"""
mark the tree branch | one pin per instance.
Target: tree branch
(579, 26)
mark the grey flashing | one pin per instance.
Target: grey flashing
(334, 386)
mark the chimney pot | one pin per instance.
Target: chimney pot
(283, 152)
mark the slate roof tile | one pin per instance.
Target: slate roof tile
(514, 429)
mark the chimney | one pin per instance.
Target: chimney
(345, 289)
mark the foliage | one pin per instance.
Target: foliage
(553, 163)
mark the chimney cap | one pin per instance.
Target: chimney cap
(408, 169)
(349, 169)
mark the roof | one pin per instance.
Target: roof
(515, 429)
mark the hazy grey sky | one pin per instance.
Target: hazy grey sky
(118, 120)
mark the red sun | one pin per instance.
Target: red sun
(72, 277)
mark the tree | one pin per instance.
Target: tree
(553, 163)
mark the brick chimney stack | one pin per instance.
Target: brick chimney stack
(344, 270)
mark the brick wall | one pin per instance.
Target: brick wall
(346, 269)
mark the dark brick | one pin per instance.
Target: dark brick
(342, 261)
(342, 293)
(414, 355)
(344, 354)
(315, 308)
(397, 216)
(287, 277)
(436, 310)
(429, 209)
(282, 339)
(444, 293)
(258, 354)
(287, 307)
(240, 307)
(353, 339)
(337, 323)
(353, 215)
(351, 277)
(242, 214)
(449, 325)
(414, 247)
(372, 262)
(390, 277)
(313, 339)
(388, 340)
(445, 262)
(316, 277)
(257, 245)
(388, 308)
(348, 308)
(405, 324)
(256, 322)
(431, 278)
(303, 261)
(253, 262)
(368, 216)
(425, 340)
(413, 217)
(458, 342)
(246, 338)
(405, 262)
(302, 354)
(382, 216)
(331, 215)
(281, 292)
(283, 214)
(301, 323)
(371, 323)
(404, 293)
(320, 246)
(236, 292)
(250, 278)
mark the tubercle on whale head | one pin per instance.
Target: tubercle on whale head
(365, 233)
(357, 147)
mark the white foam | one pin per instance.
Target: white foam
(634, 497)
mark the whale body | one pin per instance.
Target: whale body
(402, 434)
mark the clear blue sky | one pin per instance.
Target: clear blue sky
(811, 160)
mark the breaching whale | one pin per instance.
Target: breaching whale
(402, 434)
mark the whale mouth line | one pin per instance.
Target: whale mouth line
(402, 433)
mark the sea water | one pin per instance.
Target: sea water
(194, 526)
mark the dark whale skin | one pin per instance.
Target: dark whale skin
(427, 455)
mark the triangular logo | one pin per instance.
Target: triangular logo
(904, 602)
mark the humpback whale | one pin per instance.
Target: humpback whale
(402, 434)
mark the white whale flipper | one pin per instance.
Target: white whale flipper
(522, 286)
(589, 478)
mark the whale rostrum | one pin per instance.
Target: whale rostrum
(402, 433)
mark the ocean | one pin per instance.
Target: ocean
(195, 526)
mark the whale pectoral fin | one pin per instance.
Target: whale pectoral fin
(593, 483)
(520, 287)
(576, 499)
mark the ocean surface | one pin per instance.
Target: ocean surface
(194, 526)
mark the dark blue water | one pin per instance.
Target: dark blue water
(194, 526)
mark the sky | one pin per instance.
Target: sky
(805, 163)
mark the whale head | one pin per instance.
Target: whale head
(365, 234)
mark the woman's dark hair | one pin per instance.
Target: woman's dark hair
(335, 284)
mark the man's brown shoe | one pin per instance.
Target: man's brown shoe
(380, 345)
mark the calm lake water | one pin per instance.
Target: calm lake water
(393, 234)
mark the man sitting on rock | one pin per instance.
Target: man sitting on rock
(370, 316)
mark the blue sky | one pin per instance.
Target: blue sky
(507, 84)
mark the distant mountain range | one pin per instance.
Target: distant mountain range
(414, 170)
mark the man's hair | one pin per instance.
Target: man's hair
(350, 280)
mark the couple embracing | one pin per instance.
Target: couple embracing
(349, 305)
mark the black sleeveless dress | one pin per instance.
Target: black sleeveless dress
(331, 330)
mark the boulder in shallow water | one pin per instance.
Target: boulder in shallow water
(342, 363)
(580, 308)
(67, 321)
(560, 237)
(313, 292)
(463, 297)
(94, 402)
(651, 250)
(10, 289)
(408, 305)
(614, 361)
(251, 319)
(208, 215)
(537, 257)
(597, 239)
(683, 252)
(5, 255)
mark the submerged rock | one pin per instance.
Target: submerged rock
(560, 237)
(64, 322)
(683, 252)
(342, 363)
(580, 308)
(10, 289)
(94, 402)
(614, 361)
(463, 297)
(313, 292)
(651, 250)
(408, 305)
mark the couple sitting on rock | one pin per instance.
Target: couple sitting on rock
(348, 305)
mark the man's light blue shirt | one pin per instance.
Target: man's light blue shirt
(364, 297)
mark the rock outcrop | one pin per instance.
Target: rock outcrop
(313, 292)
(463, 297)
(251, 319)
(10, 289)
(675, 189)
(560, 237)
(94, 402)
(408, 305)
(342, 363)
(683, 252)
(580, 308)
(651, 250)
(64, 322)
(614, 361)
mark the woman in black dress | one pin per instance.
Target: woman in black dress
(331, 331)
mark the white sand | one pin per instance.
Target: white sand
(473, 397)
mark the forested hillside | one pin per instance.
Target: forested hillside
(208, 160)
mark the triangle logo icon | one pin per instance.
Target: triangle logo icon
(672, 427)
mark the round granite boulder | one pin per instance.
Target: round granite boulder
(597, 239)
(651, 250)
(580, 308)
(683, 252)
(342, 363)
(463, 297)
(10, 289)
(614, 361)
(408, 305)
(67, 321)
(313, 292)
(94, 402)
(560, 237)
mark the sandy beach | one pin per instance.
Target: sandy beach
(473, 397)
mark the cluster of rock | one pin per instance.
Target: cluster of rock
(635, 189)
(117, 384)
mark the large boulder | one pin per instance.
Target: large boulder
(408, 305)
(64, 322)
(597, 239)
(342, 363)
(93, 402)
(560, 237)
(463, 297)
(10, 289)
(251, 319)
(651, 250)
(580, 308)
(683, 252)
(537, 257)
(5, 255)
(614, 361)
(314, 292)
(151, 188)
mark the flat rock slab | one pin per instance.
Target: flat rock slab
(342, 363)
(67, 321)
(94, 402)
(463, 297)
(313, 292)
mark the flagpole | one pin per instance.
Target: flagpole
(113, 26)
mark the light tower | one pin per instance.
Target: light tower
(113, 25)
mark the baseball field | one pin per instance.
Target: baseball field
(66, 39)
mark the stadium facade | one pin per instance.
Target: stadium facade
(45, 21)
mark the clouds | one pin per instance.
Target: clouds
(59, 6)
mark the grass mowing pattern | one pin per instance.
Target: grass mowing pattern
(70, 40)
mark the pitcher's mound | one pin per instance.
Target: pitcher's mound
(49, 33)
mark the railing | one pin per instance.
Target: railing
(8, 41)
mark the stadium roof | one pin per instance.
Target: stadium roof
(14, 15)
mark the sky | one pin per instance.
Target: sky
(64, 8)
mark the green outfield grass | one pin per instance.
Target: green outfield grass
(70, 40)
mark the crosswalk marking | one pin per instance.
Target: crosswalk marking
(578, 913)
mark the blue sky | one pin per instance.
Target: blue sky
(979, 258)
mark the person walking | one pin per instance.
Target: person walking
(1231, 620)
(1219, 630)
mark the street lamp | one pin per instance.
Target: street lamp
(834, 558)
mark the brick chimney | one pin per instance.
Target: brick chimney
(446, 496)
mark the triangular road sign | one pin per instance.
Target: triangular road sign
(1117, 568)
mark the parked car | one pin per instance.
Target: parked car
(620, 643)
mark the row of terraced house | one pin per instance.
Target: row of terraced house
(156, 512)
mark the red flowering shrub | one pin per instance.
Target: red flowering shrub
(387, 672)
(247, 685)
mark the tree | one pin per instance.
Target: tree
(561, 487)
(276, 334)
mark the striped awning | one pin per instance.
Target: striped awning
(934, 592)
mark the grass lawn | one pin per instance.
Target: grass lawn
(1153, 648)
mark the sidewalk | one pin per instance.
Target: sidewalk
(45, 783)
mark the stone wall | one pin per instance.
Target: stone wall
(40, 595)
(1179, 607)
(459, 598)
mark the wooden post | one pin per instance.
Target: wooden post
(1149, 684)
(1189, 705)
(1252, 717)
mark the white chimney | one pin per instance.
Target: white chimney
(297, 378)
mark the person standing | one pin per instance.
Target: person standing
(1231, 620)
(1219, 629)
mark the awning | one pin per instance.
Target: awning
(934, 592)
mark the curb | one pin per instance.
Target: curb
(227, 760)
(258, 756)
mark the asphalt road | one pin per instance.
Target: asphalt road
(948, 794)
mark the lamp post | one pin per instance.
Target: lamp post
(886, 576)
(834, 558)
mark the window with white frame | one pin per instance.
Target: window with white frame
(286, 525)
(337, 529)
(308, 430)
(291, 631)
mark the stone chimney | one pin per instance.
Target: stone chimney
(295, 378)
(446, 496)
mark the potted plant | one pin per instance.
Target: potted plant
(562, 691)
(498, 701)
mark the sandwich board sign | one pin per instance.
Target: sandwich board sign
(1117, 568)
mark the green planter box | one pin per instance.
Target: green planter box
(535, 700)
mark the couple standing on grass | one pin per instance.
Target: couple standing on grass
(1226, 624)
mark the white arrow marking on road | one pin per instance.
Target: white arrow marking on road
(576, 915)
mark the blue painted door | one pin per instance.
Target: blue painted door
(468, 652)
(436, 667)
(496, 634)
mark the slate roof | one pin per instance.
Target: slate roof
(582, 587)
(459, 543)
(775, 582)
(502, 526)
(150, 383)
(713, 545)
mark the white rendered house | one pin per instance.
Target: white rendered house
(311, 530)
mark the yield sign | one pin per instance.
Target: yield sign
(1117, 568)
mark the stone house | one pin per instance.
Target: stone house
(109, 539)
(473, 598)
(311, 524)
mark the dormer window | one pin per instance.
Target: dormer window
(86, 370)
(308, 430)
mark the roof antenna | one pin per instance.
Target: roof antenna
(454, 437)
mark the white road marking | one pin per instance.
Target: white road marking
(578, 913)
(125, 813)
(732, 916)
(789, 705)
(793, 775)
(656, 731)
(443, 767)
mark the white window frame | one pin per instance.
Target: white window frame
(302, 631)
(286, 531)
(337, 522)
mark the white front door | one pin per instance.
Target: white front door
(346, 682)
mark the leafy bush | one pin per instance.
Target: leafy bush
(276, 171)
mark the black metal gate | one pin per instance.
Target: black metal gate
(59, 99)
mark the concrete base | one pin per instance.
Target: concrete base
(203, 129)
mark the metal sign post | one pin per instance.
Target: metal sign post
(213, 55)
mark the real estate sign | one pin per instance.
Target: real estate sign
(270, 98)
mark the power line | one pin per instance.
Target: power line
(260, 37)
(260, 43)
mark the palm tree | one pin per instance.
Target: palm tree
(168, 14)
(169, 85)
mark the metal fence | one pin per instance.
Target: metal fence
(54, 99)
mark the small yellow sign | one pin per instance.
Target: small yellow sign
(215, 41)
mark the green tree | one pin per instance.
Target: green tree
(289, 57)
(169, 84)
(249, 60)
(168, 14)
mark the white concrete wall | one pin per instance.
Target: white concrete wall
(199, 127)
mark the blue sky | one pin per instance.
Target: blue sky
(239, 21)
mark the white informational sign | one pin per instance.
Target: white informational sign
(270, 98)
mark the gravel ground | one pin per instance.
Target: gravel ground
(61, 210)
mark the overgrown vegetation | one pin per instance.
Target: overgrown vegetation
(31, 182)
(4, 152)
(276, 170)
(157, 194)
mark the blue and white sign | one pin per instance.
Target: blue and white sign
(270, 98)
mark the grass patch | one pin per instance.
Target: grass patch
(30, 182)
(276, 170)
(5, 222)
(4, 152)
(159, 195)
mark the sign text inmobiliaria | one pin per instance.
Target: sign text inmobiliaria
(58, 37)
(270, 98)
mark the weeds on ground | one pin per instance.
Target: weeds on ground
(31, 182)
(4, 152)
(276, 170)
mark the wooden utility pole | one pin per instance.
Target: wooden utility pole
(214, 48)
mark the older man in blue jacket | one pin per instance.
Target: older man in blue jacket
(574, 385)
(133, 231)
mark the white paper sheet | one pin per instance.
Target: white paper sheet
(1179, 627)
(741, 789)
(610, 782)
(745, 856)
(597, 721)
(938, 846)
"""
» JOB:
Reproduce, word for word, every line starting at the line that contains "mark the green tree | one pin per instance." and ending with the final line of the entries.

» FINISHED EXERCISE:
mark the green tree | one pin per instance.
Target: green tree
(289, 57)
(169, 84)
(249, 60)
(168, 14)
mark the white concrete wall | one pin per instance.
Target: white concrete wall
(199, 127)
mark the blue sky | one pin per instance.
Target: blue sky
(239, 21)
mark the white informational sign | one pin per instance.
Target: white informational sign
(270, 98)
mark the gravel ground | one pin per instance.
Target: gravel ground
(61, 210)
mark the overgrown vegetation | one pin per instance.
Target: overgrown vegetation
(31, 182)
(4, 152)
(276, 170)
(157, 194)
mark the blue and white sign | one pin per instance.
Target: blue and white sign
(270, 98)
mark the grass patch | one pin per instance.
Target: grass patch
(30, 182)
(276, 170)
(5, 222)
(4, 152)
(159, 195)
mark the sign text inmobiliaria | one pin per instance.
Target: sign text inmobiliaria
(58, 37)
(270, 98)
mark the weeds on ground | one pin per instance.
Target: weeds on ground
(31, 182)
(4, 152)
(276, 170)
mark the wooden utility pole | one pin per instance.
Target: wooden utility pole
(214, 48)
mark the older man in blue jacket | one pin per instance.
Target: older man in blue jacket
(574, 385)
(133, 231)
mark the white paper sheet | one pin per instance.
Target: white paper sheet
(1179, 627)
(741, 789)
(610, 782)
(745, 856)
(597, 721)
(938, 846)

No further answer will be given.